◆ Provided text:

^^^^^^^^

# How do I get her hair fluffy!?



## ATCarraway (Nov 19, 2009)

When I pick my standard, Riley, up from the groomer her hair is so fluffy. However, when I bathe and blow dry her in between groomings she never turns out quite so fluffy. I sometimes get a little fluff, but I never quite get the same results.hwell:

Is it something groomers put on her hair, a special brush, a certain blow dryer?

Groomers, what are your secrets?


----------



## cbrand (Aug 9, 2009)

Blower.... $350


----------



## ATCarraway (Nov 19, 2009)

haha- Thanks! Maybe I should just take her in for a bath every week or so! I had a feeling I just didn't have the right equipment!


----------



## Fluffyspoos (Aug 11, 2009)

You can get some decently priced pressure dryers for 125-150 ^^ I'd suggest looking up on it a big, since if you've never used one you'd be really shocked on how powerful they are.

http://www.youtube.com/watch?v=5kk9n_9B3tw

They made these hoodies for pets that don't like the pressure dryers, which are being used on them.


----------



## Fur Elite (Nov 4, 2009)

It's all in the strength of the blower.


----------



## nab (Sep 25, 2009)

That video is incredible. It it the sound of the dryer that bothers them or the air?


----------



## FUZBUTZ (Aug 23, 2008)

Make sure that you get her totally dry with the blower, do not leave her damp or she will curl right back again.

^^^^^^^^

◆ Supplied material:
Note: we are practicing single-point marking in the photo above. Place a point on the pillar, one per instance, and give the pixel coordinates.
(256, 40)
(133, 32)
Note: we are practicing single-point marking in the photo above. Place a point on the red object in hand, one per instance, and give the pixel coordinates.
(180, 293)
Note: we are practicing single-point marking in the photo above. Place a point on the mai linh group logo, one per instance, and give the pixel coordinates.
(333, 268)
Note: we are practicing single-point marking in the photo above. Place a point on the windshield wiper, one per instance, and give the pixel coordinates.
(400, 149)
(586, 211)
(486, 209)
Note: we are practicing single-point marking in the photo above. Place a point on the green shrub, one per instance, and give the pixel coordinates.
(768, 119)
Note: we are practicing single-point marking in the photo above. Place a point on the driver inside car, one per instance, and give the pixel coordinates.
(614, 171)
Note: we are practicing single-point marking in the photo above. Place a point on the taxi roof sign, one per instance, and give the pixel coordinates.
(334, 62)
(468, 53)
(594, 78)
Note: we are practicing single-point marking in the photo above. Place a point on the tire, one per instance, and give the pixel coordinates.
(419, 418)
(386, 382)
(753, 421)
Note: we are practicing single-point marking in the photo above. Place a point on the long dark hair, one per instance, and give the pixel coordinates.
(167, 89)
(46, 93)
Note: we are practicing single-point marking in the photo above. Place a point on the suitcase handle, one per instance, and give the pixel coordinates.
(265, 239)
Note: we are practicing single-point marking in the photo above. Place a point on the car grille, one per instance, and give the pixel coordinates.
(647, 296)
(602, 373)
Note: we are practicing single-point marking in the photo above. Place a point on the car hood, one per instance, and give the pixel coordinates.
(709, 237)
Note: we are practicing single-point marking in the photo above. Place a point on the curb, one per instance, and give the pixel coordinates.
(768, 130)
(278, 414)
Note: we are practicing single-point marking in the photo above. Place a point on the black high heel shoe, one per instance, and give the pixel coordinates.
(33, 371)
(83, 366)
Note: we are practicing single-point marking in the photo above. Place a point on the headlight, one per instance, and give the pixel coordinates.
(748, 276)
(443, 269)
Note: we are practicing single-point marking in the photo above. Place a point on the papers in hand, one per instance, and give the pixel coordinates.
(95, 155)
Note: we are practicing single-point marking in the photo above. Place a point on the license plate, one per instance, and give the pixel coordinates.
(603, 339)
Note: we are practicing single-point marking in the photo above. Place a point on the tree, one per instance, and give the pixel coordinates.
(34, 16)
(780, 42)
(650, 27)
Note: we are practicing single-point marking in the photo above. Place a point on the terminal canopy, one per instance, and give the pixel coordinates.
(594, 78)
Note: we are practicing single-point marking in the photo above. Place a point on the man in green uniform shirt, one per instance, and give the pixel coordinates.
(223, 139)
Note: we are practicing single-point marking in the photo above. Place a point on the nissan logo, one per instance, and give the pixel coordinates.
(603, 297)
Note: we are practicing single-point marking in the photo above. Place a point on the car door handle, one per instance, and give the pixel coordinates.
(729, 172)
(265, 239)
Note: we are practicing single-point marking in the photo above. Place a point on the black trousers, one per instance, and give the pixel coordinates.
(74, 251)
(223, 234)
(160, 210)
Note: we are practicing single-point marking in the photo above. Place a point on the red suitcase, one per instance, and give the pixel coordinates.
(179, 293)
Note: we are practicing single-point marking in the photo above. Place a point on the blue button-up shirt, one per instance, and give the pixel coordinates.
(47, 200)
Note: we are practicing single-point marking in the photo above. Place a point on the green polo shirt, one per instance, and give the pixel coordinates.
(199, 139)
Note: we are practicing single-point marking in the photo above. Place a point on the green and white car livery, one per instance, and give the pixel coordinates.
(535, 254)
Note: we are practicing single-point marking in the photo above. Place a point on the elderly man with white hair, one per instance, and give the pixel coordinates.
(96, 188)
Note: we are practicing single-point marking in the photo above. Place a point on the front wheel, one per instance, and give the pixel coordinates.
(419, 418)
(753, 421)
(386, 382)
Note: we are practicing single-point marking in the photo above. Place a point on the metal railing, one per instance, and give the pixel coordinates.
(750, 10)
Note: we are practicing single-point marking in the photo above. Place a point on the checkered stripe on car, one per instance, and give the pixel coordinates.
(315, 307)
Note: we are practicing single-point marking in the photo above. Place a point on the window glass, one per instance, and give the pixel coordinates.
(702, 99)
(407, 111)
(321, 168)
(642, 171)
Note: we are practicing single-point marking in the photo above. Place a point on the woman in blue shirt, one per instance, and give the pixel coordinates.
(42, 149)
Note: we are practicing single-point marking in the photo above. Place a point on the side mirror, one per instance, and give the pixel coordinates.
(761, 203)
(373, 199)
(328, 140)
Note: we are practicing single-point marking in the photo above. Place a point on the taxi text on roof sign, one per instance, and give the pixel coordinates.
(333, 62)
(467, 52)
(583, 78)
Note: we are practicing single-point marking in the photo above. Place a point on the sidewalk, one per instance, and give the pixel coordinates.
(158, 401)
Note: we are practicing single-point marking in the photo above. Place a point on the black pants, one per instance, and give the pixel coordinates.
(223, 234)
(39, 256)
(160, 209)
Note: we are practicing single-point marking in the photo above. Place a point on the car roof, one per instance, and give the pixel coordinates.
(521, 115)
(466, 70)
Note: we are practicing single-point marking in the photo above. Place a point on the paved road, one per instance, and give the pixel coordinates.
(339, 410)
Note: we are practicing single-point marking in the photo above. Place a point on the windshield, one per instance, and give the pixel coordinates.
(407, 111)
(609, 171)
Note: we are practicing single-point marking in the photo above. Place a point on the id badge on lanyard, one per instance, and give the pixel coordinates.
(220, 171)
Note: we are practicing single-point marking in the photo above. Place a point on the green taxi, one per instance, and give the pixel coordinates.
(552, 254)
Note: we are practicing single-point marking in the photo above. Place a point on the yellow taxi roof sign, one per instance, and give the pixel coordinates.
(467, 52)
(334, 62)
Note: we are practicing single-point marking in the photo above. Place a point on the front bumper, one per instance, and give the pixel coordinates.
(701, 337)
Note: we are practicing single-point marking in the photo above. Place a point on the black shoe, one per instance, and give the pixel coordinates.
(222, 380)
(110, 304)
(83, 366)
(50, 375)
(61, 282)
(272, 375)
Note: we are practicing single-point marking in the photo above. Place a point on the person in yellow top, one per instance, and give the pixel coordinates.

^^^^^^^^

Continue the forum thread about getting a dog's coat fluffy after a home bath, starting after its last post.

----------



## Fluffyspoos (Aug 11, 2009)

It's normally the sound, kinda like how your pets run and hide from vacuums!


----------



## Olie (Oct 10, 2009)

Any recommendations on a reasonably priced dryer?


----------



## jak (Aug 15, 2009)

I just use a regular hair dryer on my girl, she has about a minimum of about 1 inch on her, with more on legs/head/neck etc.
I just make sure it's not to hot, I move it around a bit, and brush with a slicker as it is drying. If she is naturally drying, I re-wet those areas, and dry brush them. I usually start on back area, move up to head and ears, down chest, tummy area/lower chest, then legs and tail somewhere at the start area.
I have no idea if this is done correctly lol, but is gets her fluffy and clean, not quite as good as Flyingduster's grooming lol (she's the pro-groomer of Saffy)
But it works in between!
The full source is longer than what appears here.